SOAL DAN TUGAS:
1) Sebutkan semua keadaan yang diawali dengan kata "di tengah" dalam teks tentang menulis, yaitu keadaan ketika para kyai tetap menyisihkan waktu untuk menulis.
2) Tentukan apakah pernyataan (a), (b), dan (c) sesuai dengan teks tentang menulis. Jawab ya atau tidak, lalu kutip kata-kata teks yang menentukan.
(a) Guru penulis bernama KH. Abdul Kholiq Hasan.
(b) Yai Jamal sudah berhenti menulis karena usianya.
(c) Para kyai menyimpan pengetahuannya untuk diri sendiri.

KUTIPAN TEKS:
____________________

By: Aliyatul
Fikriyah
Menulis (bagiku) adalah
keharusan. Menulis adalah bekerja untuk keabadian. Guru saya, KH. Abdul Kholiq
Hasan pernah menggojloki, “Masa kamu kalah dengan yang sepuh2. Yai Jamal yang
sudah sepuh saja masih semangat menulis. Kamu yang masih muda, yang lebih kuat,
ternyata kalah semangat.”
Saya menyadari,
kyai-kyai saya, di tengah kesibukannya mendidik santri, di tengah padatnya
jadwal ngaji ke sana ke mari, di tengah hiruk pikuknya suasana ndalem dengan
tamu yang terus berdatangan ingin sowan, ternyata beliau masih menyisihkan
waktunya untuk menulis. Beliau tidak lelah mengabadikan pengetahuan yang beliau
miliki dalam sebuah tulisan-tulisan yang bisa dibaca hingga kemanfaatannya dirasakan
lebih banyak orang. Tidak beliau simpan sendiri, karena itu akan menjadi
jariyah. Yang terus mengalir meski raga telah terpendam dalam tanah.

____________________

DATA LATIHAN:

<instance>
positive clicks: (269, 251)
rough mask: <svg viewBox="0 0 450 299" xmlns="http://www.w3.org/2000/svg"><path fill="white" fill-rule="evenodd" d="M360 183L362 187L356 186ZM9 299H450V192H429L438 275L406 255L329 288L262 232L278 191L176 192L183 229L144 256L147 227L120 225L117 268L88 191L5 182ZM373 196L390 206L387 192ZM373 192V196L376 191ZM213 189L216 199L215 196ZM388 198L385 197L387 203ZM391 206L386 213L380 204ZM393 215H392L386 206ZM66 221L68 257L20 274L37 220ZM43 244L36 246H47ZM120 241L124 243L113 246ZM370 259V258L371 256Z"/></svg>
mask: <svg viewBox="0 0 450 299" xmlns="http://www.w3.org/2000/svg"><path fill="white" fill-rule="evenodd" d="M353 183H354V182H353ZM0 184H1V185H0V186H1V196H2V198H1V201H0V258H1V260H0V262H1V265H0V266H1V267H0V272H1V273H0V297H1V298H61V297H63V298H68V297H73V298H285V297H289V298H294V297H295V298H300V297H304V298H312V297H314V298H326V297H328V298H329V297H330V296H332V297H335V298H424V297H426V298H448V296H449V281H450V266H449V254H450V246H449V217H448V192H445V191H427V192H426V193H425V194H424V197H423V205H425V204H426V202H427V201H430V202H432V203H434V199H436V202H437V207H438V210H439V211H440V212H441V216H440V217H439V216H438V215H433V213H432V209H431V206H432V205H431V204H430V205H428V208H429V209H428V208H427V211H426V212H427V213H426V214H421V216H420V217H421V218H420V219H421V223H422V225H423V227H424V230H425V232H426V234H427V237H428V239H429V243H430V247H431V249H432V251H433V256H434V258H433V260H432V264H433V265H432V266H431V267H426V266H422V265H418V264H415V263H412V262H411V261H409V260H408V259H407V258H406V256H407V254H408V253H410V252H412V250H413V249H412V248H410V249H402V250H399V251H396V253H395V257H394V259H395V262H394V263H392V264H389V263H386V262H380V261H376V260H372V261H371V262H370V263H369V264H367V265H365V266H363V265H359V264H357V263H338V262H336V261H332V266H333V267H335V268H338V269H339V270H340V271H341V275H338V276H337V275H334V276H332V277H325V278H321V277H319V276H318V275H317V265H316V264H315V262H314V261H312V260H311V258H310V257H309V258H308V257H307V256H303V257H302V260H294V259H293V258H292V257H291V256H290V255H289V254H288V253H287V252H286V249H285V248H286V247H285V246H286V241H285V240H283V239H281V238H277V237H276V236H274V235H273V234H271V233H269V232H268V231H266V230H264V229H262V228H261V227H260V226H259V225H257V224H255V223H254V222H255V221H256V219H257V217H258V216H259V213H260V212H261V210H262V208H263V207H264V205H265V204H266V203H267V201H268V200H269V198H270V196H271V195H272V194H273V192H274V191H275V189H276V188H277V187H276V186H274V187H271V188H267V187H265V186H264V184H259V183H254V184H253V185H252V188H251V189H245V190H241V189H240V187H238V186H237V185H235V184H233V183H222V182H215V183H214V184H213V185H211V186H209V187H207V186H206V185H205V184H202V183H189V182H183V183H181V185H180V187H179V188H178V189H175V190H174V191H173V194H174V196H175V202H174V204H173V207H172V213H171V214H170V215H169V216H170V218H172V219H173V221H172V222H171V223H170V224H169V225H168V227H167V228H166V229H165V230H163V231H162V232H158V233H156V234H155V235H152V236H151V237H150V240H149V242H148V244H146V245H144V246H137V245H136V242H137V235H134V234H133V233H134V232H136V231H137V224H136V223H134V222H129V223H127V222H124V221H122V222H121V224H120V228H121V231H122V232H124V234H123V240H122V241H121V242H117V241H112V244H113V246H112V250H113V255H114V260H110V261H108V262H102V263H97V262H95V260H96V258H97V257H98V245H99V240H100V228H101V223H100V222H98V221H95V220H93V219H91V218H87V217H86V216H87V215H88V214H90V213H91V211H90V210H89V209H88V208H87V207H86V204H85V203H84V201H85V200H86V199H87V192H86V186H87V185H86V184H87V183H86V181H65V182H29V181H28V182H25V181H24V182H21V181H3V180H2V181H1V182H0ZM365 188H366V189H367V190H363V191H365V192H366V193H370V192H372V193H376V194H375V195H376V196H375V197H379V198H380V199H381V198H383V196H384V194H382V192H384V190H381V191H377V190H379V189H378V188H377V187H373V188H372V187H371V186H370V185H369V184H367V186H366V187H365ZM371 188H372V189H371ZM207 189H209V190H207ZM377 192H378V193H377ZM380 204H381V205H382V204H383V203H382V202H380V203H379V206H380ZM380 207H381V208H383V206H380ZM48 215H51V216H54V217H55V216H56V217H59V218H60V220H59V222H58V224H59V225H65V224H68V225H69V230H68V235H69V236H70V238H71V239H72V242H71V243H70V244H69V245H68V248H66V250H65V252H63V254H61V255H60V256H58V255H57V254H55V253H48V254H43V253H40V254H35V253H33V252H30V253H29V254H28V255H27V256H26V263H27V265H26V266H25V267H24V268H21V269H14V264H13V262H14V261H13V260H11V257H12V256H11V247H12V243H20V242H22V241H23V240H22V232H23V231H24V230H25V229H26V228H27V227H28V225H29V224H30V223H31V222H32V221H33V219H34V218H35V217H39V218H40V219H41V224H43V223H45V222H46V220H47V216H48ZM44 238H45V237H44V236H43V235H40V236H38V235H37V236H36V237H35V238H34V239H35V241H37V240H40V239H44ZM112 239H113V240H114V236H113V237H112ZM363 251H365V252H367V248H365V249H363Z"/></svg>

____________________

JAWABAN LATIHAN:
1)
1. Kesibukannya mendidik santri
2. Padatnya jadwal ngaji ke sana ke mari
3. Hiruk pikuknya suasana ndalem dengan tamu yang terus berdatangan ingin sowan

2)
(a) Ya: "Guru saya, KH. Abdul Kholiq Hasan pernah menggojloki"
(b) Tidak: "Yai Jamal yang sudah sepuh saja masih semangat menulis"
(c) Tidak: "Tidak beliau simpan sendiri"